>> Begin

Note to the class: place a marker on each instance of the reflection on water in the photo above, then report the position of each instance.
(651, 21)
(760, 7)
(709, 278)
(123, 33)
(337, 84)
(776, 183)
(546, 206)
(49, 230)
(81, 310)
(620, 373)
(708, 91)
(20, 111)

>> End

*JOB*
Turn all of the material above into a numbered list, one line per item, and omit any blank lines.

*THE COMPLETED TASK*
1. Note to the class: place a marker on each instance of the reflection on water in the photo above, then report the position of each instance.
2. (651, 21)
3. (760, 7)
4. (709, 278)
5. (123, 33)
6. (337, 84)
7. (776, 183)
8. (546, 206)
9. (49, 230)
10. (81, 310)
11. (620, 373)
12. (708, 91)
13. (20, 111)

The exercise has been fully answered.